▶ Exercise description
The full set of records below is to be reproduced without a single alteration.

▶ Data for review
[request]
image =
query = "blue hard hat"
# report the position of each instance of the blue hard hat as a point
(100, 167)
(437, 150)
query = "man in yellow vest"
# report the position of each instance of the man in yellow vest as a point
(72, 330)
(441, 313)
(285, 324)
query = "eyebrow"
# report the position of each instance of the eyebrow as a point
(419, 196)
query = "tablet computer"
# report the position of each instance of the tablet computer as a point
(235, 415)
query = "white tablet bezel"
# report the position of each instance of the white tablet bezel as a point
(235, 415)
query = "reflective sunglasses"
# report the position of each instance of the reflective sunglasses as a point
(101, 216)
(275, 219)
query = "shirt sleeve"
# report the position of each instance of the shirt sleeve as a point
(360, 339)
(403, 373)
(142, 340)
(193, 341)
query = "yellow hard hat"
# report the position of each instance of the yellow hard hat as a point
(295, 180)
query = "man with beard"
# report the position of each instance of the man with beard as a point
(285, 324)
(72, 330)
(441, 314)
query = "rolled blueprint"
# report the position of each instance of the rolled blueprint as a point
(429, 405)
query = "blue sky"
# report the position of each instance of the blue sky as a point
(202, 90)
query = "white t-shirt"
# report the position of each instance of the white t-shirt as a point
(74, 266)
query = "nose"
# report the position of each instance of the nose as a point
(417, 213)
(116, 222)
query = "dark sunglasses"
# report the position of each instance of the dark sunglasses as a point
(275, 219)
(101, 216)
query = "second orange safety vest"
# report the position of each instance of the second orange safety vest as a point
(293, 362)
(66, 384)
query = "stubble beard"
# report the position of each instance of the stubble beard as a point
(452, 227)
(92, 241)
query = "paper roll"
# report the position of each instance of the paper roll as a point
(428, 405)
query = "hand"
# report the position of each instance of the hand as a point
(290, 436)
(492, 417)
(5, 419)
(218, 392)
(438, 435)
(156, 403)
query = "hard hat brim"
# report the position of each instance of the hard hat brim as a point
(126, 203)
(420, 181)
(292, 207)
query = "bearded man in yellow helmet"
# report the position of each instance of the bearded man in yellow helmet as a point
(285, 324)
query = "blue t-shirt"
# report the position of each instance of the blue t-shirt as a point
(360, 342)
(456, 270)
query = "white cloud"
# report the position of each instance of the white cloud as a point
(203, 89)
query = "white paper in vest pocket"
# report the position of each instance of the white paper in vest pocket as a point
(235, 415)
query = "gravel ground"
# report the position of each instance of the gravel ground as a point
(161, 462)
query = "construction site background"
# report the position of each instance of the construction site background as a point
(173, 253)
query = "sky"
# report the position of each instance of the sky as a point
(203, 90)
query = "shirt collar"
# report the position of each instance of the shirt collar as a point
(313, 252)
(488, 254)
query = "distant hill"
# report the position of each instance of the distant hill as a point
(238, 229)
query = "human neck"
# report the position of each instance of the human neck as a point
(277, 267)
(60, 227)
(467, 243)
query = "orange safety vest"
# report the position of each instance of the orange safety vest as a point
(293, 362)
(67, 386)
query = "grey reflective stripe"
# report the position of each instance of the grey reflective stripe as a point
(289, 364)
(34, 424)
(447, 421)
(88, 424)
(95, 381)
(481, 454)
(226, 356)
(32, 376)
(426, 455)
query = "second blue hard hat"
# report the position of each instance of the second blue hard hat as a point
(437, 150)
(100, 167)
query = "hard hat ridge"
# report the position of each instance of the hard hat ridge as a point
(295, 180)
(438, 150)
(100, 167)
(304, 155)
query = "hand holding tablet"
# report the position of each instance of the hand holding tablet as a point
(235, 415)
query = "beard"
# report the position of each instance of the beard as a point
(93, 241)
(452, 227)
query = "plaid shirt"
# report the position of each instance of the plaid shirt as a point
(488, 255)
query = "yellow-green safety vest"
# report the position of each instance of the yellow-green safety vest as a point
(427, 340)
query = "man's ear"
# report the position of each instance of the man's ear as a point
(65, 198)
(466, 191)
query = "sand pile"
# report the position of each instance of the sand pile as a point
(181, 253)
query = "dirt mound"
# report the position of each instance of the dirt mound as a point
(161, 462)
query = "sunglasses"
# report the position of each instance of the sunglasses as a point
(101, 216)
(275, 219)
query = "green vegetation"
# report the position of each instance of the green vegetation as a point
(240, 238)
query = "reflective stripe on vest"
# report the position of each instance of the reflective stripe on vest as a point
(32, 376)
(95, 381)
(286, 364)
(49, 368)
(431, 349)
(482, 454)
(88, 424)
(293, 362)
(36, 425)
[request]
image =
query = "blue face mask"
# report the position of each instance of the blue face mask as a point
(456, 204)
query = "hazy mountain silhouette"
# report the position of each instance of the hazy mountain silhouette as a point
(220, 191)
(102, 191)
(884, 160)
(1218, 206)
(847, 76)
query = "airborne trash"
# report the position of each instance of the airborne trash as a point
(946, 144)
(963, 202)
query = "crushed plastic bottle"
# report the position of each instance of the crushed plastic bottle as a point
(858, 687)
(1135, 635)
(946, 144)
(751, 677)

▶ Response below
[request]
image =
query = "blue hard hat"
# report the position of each instance of the blue hard hat as a point
(100, 167)
(437, 150)
query = "man in yellow vest"
# report the position of each instance of the man in yellow vest as a point
(72, 330)
(441, 313)
(285, 324)
query = "eyebrow"
# report the position of each instance of the eyebrow as a point
(419, 196)
query = "tablet computer"
# report the position of each instance of the tablet computer as a point
(235, 415)
query = "white tablet bezel"
# report the position of each instance of the white tablet bezel as a point
(235, 415)
query = "reflective sunglasses"
# report the position of each instance of the reflective sunglasses as a point
(101, 216)
(275, 219)
query = "shirt sleeve"
# report the position of each instance of the shirt sleeve as a point
(360, 339)
(403, 373)
(142, 340)
(193, 341)
query = "yellow hard hat"
# report the position of each instance of the yellow hard hat as a point
(295, 180)
query = "man with beard"
# report the position of each instance of the man with beard as a point
(285, 324)
(72, 330)
(441, 314)
query = "rolled blueprint"
# report the position of each instance of the rolled blueprint as a point
(429, 405)
query = "blue sky"
# report the position of each instance of the blue sky as a point
(202, 90)
query = "white t-shirt"
# report the position of each instance of the white t-shirt as a point
(74, 266)
query = "nose"
# report the position of each instance of the nose as a point
(417, 213)
(116, 222)
query = "dark sunglasses"
# report the position of each instance of the dark sunglasses as a point
(275, 219)
(101, 216)
query = "second orange safety vest"
# report the position of each instance of the second orange safety vest as a point
(293, 362)
(66, 384)
query = "stubble beard"
# report the position of each instance of the stubble beard as a point
(452, 227)
(92, 241)
query = "paper roll"
# report the position of each instance of the paper roll as a point
(428, 405)
query = "hand"
# report the position of each instance of the hand as a point
(290, 436)
(492, 417)
(5, 419)
(218, 392)
(438, 435)
(156, 403)
query = "hard hat brim"
# report the position of each instance of the hard hat brim as a point
(126, 203)
(420, 181)
(292, 207)
query = "bearded man in yellow helmet"
# report the position of each instance of the bearded man in yellow helmet as a point
(285, 324)
query = "blue t-shirt"
# report the position of each instance of the blue t-shirt as a point
(360, 342)
(456, 270)
query = "white cloud"
# report the position of each instance of the white cloud as a point
(203, 89)
query = "white paper in vest pocket"
# report the position of each instance of the white paper in vest pocket as a point
(235, 415)
query = "gravel ground"
# report the position of each instance of the gravel ground as a point
(161, 462)
query = "construction site background"
# report the position of each instance of the construction site background as a point
(173, 253)
query = "sky"
# report the position of each instance of the sky as a point
(203, 90)
query = "shirt collar"
# report the position of each instance of the shirt collar as a point
(313, 252)
(488, 254)
query = "distant hill"
# report the position of each instance of the distant hill as a point
(238, 229)
query = "human neck"
# report the position of each instance of the human neck as a point
(277, 267)
(60, 227)
(467, 243)
query = "orange safety vest"
# report the position of each instance of the orange safety vest as a point
(293, 362)
(67, 386)
query = "grey reflective stripe"
# report the position of each instance of the grey reflective stripe as a point
(289, 364)
(34, 424)
(447, 421)
(88, 424)
(95, 381)
(481, 454)
(226, 356)
(32, 376)
(426, 455)
query = "second blue hard hat"
# report the position of each instance of the second blue hard hat as a point
(437, 150)
(100, 167)
query = "hard hat ridge"
# report the position of each instance of the hard hat ridge as a point
(295, 180)
(438, 150)
(100, 167)
(304, 155)
query = "hand holding tablet"
# report the position of each instance of the hand holding tablet as a point
(235, 415)
query = "beard"
# report the position of each instance of the beard as a point
(93, 241)
(452, 227)
query = "plaid shirt"
# report the position of each instance of the plaid shirt as a point
(488, 255)
query = "yellow-green safety vest"
# report the position of each instance of the yellow-green safety vest as a point
(427, 340)
query = "man's ear"
# report the position of each instance of the man's ear as a point
(65, 198)
(466, 191)
query = "sand pile"
# report the position of each instance of the sand pile as a point
(181, 253)
query = "dirt mound"
# report the position of each instance of the dirt mound as a point
(161, 462)
query = "sunglasses"
# report the position of each instance of the sunglasses as a point
(101, 216)
(275, 219)
query = "green vegetation"
# report the position of each instance of the green vegetation as a point
(240, 238)
query = "reflective stripe on vest"
# report the position of each instance of the reflective stripe on vest as a point
(32, 376)
(95, 381)
(286, 364)
(49, 368)
(431, 349)
(482, 454)
(88, 424)
(293, 362)
(36, 425)
[request]
image =
query = "blue face mask"
# report the position of each instance of the blue face mask as a point
(456, 204)
query = "hazy mountain silhouette"
# report the position of each instance of the hazy mountain silhouette as a point
(220, 191)
(102, 191)
(884, 160)
(1218, 206)
(847, 76)
query = "airborne trash"
# report the position of each instance of the airborne trash as a point
(946, 144)
(963, 202)
query = "crushed plastic bottle"
# report the position of each instance of the crushed plastic bottle as a point
(858, 687)
(1135, 635)
(946, 144)
(751, 677)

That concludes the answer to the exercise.